- **What needs to be done**
Change "grassy field" to "meadow" in the records from the line containing "Where can the grassy" through the end of the records, inclusive. Give back only those lines, otherwise unchanged.
>> Start Dataset content
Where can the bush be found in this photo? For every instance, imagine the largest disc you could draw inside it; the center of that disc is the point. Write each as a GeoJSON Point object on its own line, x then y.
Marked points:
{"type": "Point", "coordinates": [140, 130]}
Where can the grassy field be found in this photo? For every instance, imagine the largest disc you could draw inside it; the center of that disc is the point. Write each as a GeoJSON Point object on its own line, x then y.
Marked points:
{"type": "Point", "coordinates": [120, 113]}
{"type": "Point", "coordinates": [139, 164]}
>> End Dataset content
- **Exercise result**
Where can the meadow be found in this photo? For every instance, imagine the largest disc you could draw inside it; the center of that disc is the point. Write each as a GeoJSON Point object on its own line, x then y.
Marked points:
{"type": "Point", "coordinates": [120, 113]}
{"type": "Point", "coordinates": [139, 164]}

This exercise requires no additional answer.